WRITTEN TASK 1
Please repeat the records from the line with "Task: place one keypoint on every instance of the crowd" through the end of the records, keeping every request line, and shift each coordinate in the answers by -104.

For example, if gmin is -x and gmax is +x then specifying grid(2) will result in two estimates
of beta: once at gamma=-x and once at gamma=x.  Similarly, specifying 5 will result in
five estimates: at gamma=-x, gamma=-x/2, gamma=0, gamma=x/2 and gamma=x.

{phang}
{opt gmin(numlist)} specifies the minimum prior for gamma believed to characterise the
degree that Z may diverge from true exogeneity (ie the smallest possible value that gamma
is believed to take in the first stage).  One value should be specified for each potentially
exogenous variable included.  If multiple Z variables are used and some are believed to be
exogenous then for these variables both gmin and gmax should take the value of 0.

{phang}
{opt gmax(numlist)} specifies the maximum prior for gamma believed to characterise the
degree that Z may diverge from true exogeneity (ie the largest possible value that gamma
is believed to take in the first stage).  One value should be specified for each potentially
exogenous variable included.  

	  {pmore}
gmin and gmax do not have to be symmetrical around zero.  Any value can be entered based
on the researcher's prior.


{dlgtab:LTZ options}

{phang}
{opt mu(#)} the value for the researchers's prior for the mean of gamma in the structural
equation (1).  This value refers to the mean when a Gaussian prior is imposed on gamma in
the LTZ approach, and results in an exact set of confidence intervals.  


{phang}
{opt omega(#)} the value describing the researcher's prior for the variance of gamma
in the structural equation (1).  Along with the value specified in {opt mu(#)}, this
describes the Gaussian prior over gamma to be used in calculating bounds on the
parameter of interest.

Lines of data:
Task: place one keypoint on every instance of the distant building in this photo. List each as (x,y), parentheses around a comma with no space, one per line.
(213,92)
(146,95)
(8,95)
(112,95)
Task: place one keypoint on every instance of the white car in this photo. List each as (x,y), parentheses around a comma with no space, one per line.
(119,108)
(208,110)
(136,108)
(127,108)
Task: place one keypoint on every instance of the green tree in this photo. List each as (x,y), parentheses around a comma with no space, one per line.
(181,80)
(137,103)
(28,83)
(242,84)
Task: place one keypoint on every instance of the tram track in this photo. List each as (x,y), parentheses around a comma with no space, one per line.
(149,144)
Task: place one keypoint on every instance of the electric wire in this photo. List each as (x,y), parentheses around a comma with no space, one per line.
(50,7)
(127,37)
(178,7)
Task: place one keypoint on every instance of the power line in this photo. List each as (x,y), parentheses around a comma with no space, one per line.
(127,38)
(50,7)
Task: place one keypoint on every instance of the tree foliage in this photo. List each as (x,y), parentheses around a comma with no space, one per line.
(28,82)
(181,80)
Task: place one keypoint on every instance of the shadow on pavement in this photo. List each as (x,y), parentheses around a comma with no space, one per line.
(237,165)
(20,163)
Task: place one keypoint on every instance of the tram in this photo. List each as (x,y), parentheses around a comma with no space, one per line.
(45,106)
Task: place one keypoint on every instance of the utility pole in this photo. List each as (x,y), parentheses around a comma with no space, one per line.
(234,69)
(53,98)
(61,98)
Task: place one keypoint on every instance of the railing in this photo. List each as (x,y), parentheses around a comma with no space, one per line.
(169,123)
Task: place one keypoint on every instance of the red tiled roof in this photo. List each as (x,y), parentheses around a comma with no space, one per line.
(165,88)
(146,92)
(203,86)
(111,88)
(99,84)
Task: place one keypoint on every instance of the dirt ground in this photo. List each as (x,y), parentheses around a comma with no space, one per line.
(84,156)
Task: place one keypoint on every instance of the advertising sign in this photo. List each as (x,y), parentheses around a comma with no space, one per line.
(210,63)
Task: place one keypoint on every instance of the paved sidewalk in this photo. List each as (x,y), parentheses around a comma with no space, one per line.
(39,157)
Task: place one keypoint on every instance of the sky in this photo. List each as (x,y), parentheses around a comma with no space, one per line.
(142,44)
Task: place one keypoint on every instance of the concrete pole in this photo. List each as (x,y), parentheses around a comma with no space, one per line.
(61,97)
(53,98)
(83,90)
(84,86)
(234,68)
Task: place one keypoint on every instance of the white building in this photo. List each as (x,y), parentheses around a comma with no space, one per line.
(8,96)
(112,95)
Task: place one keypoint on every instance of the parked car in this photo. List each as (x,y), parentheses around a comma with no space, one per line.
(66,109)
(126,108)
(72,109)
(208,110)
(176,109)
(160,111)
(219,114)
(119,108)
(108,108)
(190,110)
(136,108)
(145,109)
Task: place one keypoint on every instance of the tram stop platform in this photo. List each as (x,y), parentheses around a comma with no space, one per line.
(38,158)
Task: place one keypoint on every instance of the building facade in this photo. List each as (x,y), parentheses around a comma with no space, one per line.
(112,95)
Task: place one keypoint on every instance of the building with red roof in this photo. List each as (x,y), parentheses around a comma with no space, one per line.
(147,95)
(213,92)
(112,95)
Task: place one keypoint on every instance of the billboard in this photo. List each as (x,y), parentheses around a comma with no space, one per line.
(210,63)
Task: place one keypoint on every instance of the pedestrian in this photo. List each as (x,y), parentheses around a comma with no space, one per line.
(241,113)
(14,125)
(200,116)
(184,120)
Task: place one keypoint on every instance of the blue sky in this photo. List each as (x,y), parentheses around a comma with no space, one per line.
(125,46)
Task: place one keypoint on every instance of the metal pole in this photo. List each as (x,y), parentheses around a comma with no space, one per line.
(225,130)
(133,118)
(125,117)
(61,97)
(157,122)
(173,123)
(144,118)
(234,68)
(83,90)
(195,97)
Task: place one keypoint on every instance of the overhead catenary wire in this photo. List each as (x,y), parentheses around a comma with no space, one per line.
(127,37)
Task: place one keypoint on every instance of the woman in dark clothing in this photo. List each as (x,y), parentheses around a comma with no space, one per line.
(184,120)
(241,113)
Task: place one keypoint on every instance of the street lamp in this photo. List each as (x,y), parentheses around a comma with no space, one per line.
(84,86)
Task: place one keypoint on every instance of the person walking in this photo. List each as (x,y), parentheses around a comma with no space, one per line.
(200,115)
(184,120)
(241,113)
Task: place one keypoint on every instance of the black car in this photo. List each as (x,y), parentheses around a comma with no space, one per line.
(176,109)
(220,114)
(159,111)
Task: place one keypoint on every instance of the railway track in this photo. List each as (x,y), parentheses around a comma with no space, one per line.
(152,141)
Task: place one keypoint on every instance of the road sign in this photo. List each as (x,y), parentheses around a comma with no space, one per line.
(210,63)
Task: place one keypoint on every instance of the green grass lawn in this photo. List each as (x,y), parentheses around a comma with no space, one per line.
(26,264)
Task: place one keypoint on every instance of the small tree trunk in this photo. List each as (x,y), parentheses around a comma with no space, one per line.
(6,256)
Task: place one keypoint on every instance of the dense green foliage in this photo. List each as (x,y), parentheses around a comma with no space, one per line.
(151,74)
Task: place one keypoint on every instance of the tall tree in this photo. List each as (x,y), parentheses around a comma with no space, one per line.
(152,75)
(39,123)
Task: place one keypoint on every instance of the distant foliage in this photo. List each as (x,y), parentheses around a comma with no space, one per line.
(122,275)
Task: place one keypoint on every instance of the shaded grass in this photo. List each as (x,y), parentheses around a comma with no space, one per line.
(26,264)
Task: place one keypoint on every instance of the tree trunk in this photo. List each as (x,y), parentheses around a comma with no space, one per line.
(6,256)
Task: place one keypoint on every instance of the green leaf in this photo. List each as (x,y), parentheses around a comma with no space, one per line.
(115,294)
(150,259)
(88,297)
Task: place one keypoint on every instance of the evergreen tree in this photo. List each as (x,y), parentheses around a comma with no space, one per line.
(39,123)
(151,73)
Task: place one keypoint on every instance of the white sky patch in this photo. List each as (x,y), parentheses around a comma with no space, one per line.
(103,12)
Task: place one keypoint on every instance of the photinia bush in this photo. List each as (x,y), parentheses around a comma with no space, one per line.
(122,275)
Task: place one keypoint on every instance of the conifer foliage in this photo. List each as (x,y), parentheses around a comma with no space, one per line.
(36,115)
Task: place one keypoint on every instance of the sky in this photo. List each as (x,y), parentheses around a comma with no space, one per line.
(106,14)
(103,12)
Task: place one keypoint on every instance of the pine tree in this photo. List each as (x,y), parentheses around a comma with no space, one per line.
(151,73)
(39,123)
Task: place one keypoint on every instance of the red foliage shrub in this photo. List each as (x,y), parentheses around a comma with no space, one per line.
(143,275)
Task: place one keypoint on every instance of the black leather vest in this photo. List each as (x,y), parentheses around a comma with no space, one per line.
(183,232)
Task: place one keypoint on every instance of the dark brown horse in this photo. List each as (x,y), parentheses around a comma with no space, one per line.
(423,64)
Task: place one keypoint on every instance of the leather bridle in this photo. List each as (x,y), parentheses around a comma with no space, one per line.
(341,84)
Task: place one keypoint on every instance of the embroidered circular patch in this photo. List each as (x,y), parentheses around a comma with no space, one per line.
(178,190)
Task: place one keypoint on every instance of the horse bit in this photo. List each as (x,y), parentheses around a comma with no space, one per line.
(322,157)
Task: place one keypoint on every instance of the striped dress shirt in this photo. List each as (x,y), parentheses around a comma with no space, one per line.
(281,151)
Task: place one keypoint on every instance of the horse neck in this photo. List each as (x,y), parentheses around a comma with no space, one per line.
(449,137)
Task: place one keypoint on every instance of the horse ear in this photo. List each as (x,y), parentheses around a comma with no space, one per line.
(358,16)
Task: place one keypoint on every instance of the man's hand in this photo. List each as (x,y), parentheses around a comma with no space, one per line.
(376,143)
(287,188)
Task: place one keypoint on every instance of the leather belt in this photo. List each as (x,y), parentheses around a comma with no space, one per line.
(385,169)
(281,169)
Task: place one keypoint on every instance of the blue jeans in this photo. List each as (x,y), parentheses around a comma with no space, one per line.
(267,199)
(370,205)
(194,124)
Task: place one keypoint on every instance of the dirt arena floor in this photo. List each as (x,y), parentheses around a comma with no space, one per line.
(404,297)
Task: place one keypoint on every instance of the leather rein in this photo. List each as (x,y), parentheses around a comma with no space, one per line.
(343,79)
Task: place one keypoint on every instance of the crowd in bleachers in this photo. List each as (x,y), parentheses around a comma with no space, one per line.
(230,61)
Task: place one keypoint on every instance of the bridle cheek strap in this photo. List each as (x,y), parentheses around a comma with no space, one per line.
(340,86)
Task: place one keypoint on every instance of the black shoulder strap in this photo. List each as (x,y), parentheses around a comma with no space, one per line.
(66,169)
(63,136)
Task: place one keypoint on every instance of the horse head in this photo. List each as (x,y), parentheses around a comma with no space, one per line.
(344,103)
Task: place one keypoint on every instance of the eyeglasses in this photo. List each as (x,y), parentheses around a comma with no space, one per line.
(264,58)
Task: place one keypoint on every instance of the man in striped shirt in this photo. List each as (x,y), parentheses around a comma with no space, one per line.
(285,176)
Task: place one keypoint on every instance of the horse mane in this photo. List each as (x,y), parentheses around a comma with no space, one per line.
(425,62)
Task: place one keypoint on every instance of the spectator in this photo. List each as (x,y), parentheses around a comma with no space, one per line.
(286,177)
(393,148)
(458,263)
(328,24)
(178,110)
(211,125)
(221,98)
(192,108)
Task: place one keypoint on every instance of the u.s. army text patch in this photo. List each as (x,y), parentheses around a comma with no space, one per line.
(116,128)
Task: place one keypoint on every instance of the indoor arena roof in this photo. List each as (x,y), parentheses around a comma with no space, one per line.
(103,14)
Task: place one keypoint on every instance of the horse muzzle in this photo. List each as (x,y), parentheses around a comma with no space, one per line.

WRITTEN TASK 2
Answer these questions from the help text on the gamma options:
(a) If gmin is -x and gmax is +x, how many estimates of beta does specifying 5 produce?
(b) What value should gmin and gmax take for Z variables believed to be exogenous?
(c) Together with mu(#), what does omega(#) describe?

RIGHT ANSWER 1
Task: place one keypoint on every instance of the crowd in bleachers in this photo. List each as (x,y), parentheses around a comma with no space, one per line.
(126,-43)
Task: place one keypoint on every instance of the bridle cheek strap in this photo. List each as (x,y), parentheses around a comma with no space, one per line.
(236,-18)
Task: place one keypoint on every instance of the black shoulder strap in this photo. List each as (x,y), parentheses around a comma with no space, one per line.
(-38,65)
(-41,32)
Task: place one keypoint on every instance of the horse head in this photo. List each as (x,y), parentheses around a comma with no space, one per line.
(240,-1)
Task: place one keypoint on every instance of the eyeglasses in this photo. List each as (x,y), parentheses around a comma with no space, one per line.
(160,-46)
Task: place one keypoint on every instance of the man in striped shirt in this photo. List each as (x,y), parentheses around a comma with no space, one per line.
(181,72)
Task: place one keypoint on every instance of the horse mane in this photo. List each as (x,y), parentheses around a comma with no space, one per line.
(321,-42)
Task: place one keypoint on every instance of the spectator in this photo. List each as (x,y), parentheses around a comma with no space, one per line.
(182,73)
(289,44)
(354,159)
(224,-80)
(74,6)
(107,21)
(117,-6)
(88,4)
Task: place one keypoint on every instance of the u.s. army text patch in this photo. List each as (x,y), parentheses around a comma with no space, one per line.
(12,24)
Task: place one keypoint on every instance of the indoor arena roof in this photo. List each as (x,y), parentheses around a comma with no space, one per line.
(-1,-90)
Task: place one keypoint on every instance of the horse muzzle in this photo. List each as (x,y), parentheses around a comma with no space, one per line.

RIGHT ANSWER 2
(a) Five.
(b) 0.
(c) The Gaussian prior over gamma used in calculating bounds on the parameter of interest.